Search the material for the word "below" and report each line where it turns up.

____ Supplied material

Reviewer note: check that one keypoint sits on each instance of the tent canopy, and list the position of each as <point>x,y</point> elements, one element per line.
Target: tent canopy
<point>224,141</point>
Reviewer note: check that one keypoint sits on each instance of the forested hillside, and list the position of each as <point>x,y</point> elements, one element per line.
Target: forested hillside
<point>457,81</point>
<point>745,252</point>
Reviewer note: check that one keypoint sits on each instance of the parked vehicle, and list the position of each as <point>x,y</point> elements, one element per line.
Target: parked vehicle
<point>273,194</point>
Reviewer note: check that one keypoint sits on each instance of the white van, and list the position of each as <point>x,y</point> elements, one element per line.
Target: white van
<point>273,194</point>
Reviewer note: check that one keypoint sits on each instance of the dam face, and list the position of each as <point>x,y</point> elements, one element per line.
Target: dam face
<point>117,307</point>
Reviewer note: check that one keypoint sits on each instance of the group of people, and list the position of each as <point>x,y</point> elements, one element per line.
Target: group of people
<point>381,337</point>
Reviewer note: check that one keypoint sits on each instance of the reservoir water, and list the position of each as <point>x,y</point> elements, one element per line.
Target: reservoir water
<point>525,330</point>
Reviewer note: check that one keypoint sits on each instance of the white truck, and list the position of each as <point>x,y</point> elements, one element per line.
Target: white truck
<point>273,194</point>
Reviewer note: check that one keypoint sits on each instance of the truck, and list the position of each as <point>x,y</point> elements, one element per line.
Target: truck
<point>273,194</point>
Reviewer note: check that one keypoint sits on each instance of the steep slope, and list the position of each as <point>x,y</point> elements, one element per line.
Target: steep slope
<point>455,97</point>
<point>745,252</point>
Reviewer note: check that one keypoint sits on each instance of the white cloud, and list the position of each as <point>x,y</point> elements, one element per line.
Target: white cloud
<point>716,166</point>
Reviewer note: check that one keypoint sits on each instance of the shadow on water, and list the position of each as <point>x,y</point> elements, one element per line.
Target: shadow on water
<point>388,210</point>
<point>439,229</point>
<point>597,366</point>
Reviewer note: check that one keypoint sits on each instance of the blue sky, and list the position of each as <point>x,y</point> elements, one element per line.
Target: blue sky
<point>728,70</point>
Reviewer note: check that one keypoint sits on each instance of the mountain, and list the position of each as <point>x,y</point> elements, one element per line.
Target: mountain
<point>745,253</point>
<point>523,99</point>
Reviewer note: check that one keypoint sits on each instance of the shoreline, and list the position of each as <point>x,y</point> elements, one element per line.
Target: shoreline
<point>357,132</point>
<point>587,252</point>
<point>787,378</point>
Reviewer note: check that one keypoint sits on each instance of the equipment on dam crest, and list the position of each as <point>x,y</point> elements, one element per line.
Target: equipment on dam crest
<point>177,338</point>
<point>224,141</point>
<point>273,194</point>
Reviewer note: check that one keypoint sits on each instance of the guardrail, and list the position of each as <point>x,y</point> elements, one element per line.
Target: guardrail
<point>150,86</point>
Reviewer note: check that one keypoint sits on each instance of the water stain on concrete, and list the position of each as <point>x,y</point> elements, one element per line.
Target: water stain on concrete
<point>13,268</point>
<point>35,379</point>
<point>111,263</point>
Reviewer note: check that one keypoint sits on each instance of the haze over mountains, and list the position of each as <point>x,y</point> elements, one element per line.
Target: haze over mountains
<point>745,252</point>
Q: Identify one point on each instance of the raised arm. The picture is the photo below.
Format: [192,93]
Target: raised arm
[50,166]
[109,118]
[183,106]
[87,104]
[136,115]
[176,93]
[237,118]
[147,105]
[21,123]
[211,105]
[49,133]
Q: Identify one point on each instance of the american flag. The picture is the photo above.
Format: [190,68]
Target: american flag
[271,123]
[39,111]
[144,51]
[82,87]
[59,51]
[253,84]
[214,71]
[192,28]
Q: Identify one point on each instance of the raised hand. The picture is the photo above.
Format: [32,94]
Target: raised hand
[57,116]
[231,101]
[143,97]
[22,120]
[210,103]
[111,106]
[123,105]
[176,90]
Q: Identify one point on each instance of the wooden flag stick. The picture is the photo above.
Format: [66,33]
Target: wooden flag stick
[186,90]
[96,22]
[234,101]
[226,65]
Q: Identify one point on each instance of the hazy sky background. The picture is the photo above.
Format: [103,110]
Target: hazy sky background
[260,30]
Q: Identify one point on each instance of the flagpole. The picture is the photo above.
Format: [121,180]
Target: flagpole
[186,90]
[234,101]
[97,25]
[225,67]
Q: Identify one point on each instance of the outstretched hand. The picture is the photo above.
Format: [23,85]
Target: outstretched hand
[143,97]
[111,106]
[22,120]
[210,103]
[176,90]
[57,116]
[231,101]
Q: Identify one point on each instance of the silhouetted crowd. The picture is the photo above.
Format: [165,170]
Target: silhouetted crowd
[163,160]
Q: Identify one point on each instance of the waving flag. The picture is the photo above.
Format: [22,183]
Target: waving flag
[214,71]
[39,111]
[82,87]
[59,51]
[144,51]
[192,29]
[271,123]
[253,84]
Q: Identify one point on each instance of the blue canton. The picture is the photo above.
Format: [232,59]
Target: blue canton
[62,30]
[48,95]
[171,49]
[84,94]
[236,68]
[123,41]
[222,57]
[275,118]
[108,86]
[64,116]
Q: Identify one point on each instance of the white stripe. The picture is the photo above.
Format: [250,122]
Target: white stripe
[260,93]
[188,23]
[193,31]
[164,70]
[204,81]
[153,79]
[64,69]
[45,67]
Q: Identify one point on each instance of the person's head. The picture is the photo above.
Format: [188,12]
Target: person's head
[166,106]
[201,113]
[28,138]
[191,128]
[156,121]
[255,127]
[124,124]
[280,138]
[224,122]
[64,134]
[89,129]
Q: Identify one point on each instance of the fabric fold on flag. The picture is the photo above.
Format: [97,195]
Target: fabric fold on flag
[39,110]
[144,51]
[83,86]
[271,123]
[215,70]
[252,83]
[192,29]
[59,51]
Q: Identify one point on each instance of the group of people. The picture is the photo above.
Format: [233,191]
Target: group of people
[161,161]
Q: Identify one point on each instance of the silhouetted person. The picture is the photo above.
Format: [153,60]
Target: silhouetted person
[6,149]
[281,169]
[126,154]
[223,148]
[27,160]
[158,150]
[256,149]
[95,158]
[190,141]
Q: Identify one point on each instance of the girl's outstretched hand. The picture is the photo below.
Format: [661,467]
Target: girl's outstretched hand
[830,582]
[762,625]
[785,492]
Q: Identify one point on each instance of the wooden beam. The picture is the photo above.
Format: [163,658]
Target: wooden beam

________

Answer to this problem
Q: Identify one point on each instance of the raised arm. The picture is the photo below.
Q: Identify one point on each instance of the girl's outstretched hand. The picture is the photo below.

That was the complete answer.